Copy the following records line for line, altering nothing.

Detection records:
start
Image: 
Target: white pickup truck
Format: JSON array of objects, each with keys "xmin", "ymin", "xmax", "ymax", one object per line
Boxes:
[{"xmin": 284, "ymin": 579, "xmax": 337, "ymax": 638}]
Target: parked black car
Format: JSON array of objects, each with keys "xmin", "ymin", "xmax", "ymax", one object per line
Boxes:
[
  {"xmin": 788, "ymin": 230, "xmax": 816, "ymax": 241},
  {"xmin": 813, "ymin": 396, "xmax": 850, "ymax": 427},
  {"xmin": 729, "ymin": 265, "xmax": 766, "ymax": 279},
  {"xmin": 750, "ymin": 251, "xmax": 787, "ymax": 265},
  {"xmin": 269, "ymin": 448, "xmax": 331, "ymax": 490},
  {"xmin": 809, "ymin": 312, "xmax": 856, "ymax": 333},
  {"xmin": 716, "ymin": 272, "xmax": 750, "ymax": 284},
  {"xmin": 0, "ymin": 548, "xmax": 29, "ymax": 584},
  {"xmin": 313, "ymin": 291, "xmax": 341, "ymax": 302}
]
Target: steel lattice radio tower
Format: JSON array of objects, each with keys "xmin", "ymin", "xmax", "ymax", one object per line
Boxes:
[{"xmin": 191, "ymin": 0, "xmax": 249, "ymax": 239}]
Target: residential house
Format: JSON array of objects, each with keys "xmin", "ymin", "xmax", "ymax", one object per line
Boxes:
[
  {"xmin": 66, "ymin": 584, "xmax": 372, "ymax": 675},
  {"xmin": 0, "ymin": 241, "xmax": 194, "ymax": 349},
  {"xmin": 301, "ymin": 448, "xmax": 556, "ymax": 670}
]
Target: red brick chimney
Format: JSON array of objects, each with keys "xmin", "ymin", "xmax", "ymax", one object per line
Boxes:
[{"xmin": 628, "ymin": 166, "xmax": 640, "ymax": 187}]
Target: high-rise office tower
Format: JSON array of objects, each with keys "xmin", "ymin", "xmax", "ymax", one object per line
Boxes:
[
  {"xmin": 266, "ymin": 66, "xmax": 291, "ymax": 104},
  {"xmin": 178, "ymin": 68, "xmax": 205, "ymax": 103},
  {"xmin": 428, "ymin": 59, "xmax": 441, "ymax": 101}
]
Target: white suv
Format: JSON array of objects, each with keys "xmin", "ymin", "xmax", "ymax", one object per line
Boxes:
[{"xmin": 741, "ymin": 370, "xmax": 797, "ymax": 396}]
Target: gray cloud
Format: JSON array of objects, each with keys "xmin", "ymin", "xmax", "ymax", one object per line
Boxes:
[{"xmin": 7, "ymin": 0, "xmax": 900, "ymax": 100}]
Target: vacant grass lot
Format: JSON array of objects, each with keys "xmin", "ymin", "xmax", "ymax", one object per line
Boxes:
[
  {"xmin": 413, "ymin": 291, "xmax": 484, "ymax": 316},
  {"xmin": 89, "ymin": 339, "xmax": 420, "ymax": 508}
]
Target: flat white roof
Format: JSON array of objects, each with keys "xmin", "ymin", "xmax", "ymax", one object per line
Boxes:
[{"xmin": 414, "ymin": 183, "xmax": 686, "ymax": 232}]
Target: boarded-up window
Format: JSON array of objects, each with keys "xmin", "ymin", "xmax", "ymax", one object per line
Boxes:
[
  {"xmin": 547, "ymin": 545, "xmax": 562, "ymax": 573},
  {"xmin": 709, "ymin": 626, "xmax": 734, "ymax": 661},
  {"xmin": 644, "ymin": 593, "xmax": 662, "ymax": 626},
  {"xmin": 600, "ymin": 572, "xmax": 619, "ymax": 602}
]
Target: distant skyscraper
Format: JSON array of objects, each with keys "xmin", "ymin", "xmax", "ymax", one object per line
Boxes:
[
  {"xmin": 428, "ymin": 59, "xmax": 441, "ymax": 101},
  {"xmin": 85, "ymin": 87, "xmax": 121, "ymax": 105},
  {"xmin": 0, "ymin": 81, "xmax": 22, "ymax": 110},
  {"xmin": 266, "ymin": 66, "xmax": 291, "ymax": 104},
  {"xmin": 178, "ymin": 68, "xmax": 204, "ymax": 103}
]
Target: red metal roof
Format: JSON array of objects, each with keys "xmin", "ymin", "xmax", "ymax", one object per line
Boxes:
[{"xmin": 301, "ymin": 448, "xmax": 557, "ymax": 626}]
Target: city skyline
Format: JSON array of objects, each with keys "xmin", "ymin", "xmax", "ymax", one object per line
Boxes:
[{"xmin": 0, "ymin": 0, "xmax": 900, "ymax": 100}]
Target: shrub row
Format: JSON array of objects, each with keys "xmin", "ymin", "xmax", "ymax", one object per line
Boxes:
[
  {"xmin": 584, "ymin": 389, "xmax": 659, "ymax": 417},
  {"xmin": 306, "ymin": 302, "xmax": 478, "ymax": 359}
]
end
- [WRITTEN SOLUTION]
Image: 
Target: white pickup truck
Format: JSON array of objects, each with keys "xmin", "ymin", "xmax", "ymax", one object per line
Boxes:
[{"xmin": 284, "ymin": 579, "xmax": 337, "ymax": 638}]
Target: parked black car
Format: JSON array of objects, each with keys "xmin", "ymin", "xmax", "ymax", one object per line
Boxes:
[
  {"xmin": 788, "ymin": 230, "xmax": 816, "ymax": 241},
  {"xmin": 813, "ymin": 396, "xmax": 850, "ymax": 427},
  {"xmin": 729, "ymin": 265, "xmax": 766, "ymax": 279},
  {"xmin": 750, "ymin": 251, "xmax": 787, "ymax": 265},
  {"xmin": 269, "ymin": 448, "xmax": 331, "ymax": 490},
  {"xmin": 809, "ymin": 312, "xmax": 856, "ymax": 333},
  {"xmin": 716, "ymin": 272, "xmax": 750, "ymax": 284},
  {"xmin": 0, "ymin": 548, "xmax": 29, "ymax": 584},
  {"xmin": 313, "ymin": 291, "xmax": 341, "ymax": 302}
]
Target: steel lattice radio tower
Format: JSON array of objects, each with keys "xmin", "ymin", "xmax", "ymax", one object per line
Boxes:
[{"xmin": 191, "ymin": 0, "xmax": 249, "ymax": 239}]
Target: residential house
Format: JSON array of objects, each with keys "xmin", "ymin", "xmax", "ymax", one object per line
Boxes:
[
  {"xmin": 66, "ymin": 584, "xmax": 372, "ymax": 675},
  {"xmin": 0, "ymin": 241, "xmax": 194, "ymax": 349},
  {"xmin": 301, "ymin": 448, "xmax": 556, "ymax": 670}
]
Target: red brick chimney
Format: JSON array of objects, each with keys "xmin", "ymin", "xmax", "ymax", one object per line
Boxes:
[{"xmin": 628, "ymin": 166, "xmax": 640, "ymax": 187}]
Target: high-rise office tower
Format: JSON array of objects, each with keys "xmin", "ymin", "xmax", "ymax", one object per line
Boxes:
[
  {"xmin": 266, "ymin": 66, "xmax": 291, "ymax": 104},
  {"xmin": 178, "ymin": 68, "xmax": 205, "ymax": 103},
  {"xmin": 428, "ymin": 59, "xmax": 441, "ymax": 101}
]
Target: white suv
Format: JSON array of objects, each with keys "xmin", "ymin", "xmax", "ymax", one object per line
Boxes:
[{"xmin": 741, "ymin": 370, "xmax": 797, "ymax": 396}]
Target: gray cloud
Format: JSON array of objects, each with keys "xmin", "ymin", "xmax", "ymax", one object per line
Boxes:
[{"xmin": 7, "ymin": 0, "xmax": 900, "ymax": 100}]
Target: vacant grass lot
Format: JSON array of objects, each with keys "xmin", "ymin", "xmax", "ymax", one object per line
Boxes:
[
  {"xmin": 413, "ymin": 291, "xmax": 484, "ymax": 316},
  {"xmin": 89, "ymin": 339, "xmax": 420, "ymax": 508}
]
Target: flat white roof
Format: JSON array of objects, each with keys "xmin", "ymin", "xmax", "ymax", one object per line
Boxes:
[{"xmin": 414, "ymin": 183, "xmax": 686, "ymax": 232}]
Target: boarded-up window
Format: JSON array of objects, each with keys "xmin", "ymin", "xmax", "ymax", one object per line
Boxes:
[
  {"xmin": 547, "ymin": 545, "xmax": 562, "ymax": 573},
  {"xmin": 709, "ymin": 626, "xmax": 734, "ymax": 661},
  {"xmin": 644, "ymin": 593, "xmax": 662, "ymax": 626},
  {"xmin": 600, "ymin": 572, "xmax": 619, "ymax": 602}
]
Target: distant skyscraper
Format: JSON array of objects, each with keys "xmin", "ymin", "xmax", "ymax", one object per line
Boxes:
[
  {"xmin": 428, "ymin": 59, "xmax": 441, "ymax": 101},
  {"xmin": 85, "ymin": 87, "xmax": 121, "ymax": 105},
  {"xmin": 0, "ymin": 81, "xmax": 22, "ymax": 110},
  {"xmin": 266, "ymin": 66, "xmax": 291, "ymax": 104},
  {"xmin": 178, "ymin": 68, "xmax": 204, "ymax": 103}
]
Target: red metal roof
Format: JSON array of objects, each with keys "xmin", "ymin", "xmax", "ymax", one object per line
Boxes:
[{"xmin": 301, "ymin": 448, "xmax": 557, "ymax": 626}]
Target: city skyline
Format: JSON array of objects, each with keys "xmin", "ymin", "xmax", "ymax", one object per line
Boxes:
[{"xmin": 0, "ymin": 0, "xmax": 900, "ymax": 100}]
Target: shrub row
Format: JSON array of objects, each with keys "xmin", "ymin", "xmax", "ymax", one object per line
Boxes:
[
  {"xmin": 584, "ymin": 389, "xmax": 659, "ymax": 417},
  {"xmin": 306, "ymin": 302, "xmax": 478, "ymax": 359}
]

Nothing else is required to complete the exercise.